A comprendere per primo quale potesse essere il potenziale simbolico di Trump, è stato il “miliardario filantropo” George Soros, che ha “creato” il mito di Trump, accreditandolo agli occhi dei “sovranisti” con la propria ostilità. Un’ostilità troppo esibita per non sospettare che si tratti appunto di un espediente per attribuire importanza ad un personaggio gonfiato e facilmente strumentalizzabile a fini di propaganda.
Il Cialtrone della Casa Bianca possiede infatti la stessa qualità del Buffone di Arcore, cioè la capacità di suscitare un odio catartico, come se il fatto di odiarlo avesse la virtù di mondare dai propri peccati. Ci si riferisce ovviamente al Buffone di Arcore dei bei tempi andati, non a quello attuale, ridotto a fare da fattorino del “più-europeismo” e impegnato a distribuire patetica pubblicità ingannevole a favore del MES.

+ + +

### Serie di compiti
- 1) Rispondi a queste domande sul brano:
(a) Chi, secondo il brano, ha "creato" il mito di Trump?
(b) Quale capacità hanno in comune il Cialtrone della Casa Bianca e il Buffone di Arcore?
(c) A favore di che cosa l'attuale Buffone di Arcore distribuisce pubblicità ingannevole?
- 2) Elenca tutte le espressioni che nel brano compaiono tra virgolette.

### Dati registrati

+ + +

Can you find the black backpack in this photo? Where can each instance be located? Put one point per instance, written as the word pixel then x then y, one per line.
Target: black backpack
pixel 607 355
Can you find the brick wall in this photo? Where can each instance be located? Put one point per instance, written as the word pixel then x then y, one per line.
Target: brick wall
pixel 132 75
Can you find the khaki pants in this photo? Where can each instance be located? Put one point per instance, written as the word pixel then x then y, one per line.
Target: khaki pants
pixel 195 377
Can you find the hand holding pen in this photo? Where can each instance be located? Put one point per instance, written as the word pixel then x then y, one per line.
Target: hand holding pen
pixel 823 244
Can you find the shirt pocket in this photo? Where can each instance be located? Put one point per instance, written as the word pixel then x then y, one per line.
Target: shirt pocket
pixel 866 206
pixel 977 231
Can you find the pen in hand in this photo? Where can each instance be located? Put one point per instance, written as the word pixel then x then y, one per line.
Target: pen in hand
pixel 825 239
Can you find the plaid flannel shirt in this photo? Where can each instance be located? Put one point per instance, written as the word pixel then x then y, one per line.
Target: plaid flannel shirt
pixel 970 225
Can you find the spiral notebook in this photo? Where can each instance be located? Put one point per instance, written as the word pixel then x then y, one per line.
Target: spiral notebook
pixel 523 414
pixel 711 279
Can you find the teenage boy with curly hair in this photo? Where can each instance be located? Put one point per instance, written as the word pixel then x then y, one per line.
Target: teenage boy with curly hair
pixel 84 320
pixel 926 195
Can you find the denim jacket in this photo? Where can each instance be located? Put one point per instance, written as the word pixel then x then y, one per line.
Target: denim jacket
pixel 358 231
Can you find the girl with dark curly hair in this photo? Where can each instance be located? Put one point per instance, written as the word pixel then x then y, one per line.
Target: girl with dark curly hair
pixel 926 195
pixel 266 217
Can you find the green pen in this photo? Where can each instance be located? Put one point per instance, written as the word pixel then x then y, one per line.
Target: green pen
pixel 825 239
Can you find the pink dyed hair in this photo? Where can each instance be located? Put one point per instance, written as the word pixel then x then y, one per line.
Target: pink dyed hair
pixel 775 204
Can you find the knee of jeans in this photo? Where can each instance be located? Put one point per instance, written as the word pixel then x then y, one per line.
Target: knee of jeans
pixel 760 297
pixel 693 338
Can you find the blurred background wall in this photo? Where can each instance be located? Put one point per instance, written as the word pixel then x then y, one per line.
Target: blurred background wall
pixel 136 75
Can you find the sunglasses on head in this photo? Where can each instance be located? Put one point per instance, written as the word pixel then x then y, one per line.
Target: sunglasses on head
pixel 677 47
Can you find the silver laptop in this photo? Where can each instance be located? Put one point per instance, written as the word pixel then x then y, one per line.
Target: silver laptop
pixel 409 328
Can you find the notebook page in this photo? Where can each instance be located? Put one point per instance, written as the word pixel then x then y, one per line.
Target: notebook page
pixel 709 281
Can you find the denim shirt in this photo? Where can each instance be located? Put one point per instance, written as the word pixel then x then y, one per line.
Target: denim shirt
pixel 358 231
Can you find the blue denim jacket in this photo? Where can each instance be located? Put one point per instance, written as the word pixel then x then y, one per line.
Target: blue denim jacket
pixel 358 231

+ + +

### Le risposte
- 1)
(a) George Soros, il "miliardario filantropo".
(b) La capacità di suscitare un odio catartico.
(c) A favore del MES.

- 2)
“miliardario filantropo”
“creato”
“sovranisti”
“più-europeismo”